QUOTED PASSAGE:
━━━

Mohandas Karamchand Gandhi was born on 2 October 1869 into a Gujarati Hindu Modh Bania family in Porbandar (also known as Sudamapuri). His father, Karamchand Uttamchand Gandhi, served as the dewan (chief minister) of Porbandar state.
Struggle for Indian independence (1915–1947)
At the request of Gopal Krishna Gokhale, conveyed to him by C. F. Andrews, Gandhi returned to India in 1915. He brought an international reputation as a leading Indian nationalist, theorist, and community organizer.
Gandhi joined the Indian National Congress and was introduced to Indian issues, politics, and the Indian people primarily by Gokhale. Gokhale was a key leader of the Congress Party best known for his restraint and moderation, and his insistence on working inside the system. Gandhi took Gokhale's liberal approach based on British Whiggish traditions and transformed it to make it look Indian.

━━━

ENTRIES PROVIDED:
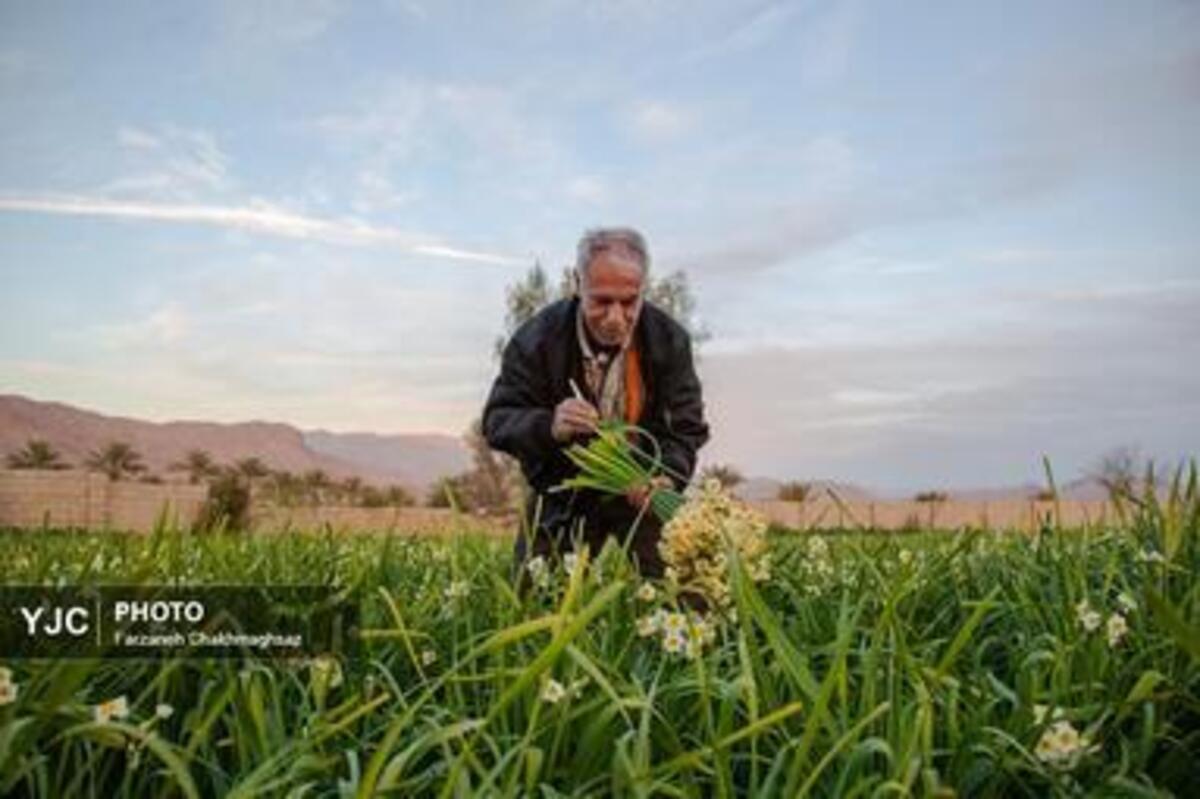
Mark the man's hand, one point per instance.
(574, 418)
(639, 496)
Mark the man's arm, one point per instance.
(517, 416)
(682, 431)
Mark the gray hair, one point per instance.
(598, 240)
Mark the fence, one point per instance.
(93, 502)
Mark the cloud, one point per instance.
(984, 403)
(136, 138)
(257, 23)
(657, 121)
(748, 34)
(257, 217)
(587, 188)
(169, 163)
(168, 324)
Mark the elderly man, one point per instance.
(630, 361)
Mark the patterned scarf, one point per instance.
(613, 379)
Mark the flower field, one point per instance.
(976, 664)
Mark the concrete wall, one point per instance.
(93, 502)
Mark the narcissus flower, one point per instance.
(646, 593)
(1062, 746)
(1116, 629)
(552, 691)
(1089, 618)
(106, 712)
(457, 589)
(7, 692)
(699, 539)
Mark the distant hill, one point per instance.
(414, 461)
(766, 488)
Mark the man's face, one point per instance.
(612, 296)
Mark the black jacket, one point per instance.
(538, 364)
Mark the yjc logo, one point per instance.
(55, 622)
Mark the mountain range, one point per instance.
(411, 460)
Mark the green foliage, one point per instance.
(227, 505)
(198, 464)
(870, 665)
(117, 460)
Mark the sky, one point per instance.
(931, 241)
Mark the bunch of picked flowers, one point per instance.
(699, 532)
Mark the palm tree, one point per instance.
(316, 481)
(198, 464)
(252, 469)
(36, 455)
(352, 487)
(286, 487)
(117, 460)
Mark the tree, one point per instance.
(1117, 470)
(37, 454)
(672, 293)
(724, 473)
(795, 492)
(117, 460)
(227, 505)
(198, 464)
(286, 487)
(352, 487)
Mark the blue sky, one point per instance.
(931, 241)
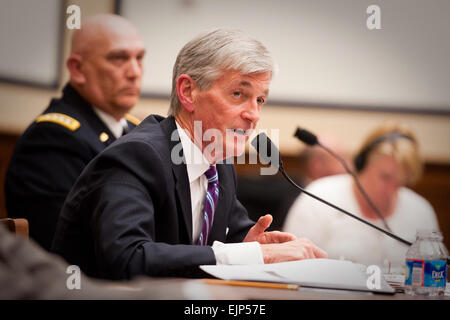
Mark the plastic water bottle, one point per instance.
(426, 262)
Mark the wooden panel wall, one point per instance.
(434, 186)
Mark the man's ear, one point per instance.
(73, 64)
(186, 90)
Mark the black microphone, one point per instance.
(261, 142)
(311, 139)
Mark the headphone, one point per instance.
(361, 158)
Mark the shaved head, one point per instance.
(99, 29)
(105, 63)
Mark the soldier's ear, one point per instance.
(186, 91)
(74, 63)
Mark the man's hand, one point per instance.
(257, 233)
(298, 249)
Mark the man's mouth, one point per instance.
(242, 132)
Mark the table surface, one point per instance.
(198, 289)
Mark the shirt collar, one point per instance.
(196, 163)
(116, 127)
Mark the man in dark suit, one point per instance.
(159, 201)
(105, 68)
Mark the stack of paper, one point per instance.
(318, 273)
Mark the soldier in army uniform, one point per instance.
(105, 66)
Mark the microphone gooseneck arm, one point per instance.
(358, 185)
(390, 234)
(271, 149)
(311, 139)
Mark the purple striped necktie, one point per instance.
(212, 195)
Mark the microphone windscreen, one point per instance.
(266, 149)
(306, 136)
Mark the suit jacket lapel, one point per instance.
(183, 192)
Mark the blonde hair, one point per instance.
(395, 140)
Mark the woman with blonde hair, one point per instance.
(387, 162)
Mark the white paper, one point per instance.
(319, 273)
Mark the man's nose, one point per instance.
(134, 69)
(252, 113)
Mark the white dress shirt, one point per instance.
(116, 127)
(197, 165)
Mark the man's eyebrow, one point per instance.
(120, 51)
(249, 85)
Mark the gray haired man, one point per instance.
(136, 210)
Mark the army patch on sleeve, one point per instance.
(61, 119)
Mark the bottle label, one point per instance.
(426, 273)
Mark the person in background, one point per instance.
(161, 201)
(105, 66)
(316, 163)
(387, 162)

━━━

GIVEN TASK 1: Please copy the part of the Gandhi passage that opens with the words containing "At the request" and closes with "and community organizer.".
GIVEN TASK 2: According to the Gandhi passage, what post did Gandhi's father hold?
The entries were taken from a separate source.

TASK RESPONSE 1:
At the request of Gopal Krishna Gokhale, conveyed to him by C. F. Andrews, Gandhi returned to India in 1915. He brought an international reputation as a leading Indian nationalist, theorist, and community organizer.

TASK RESPONSE 2: He served as the dewan (chief minister) of Porbandar state.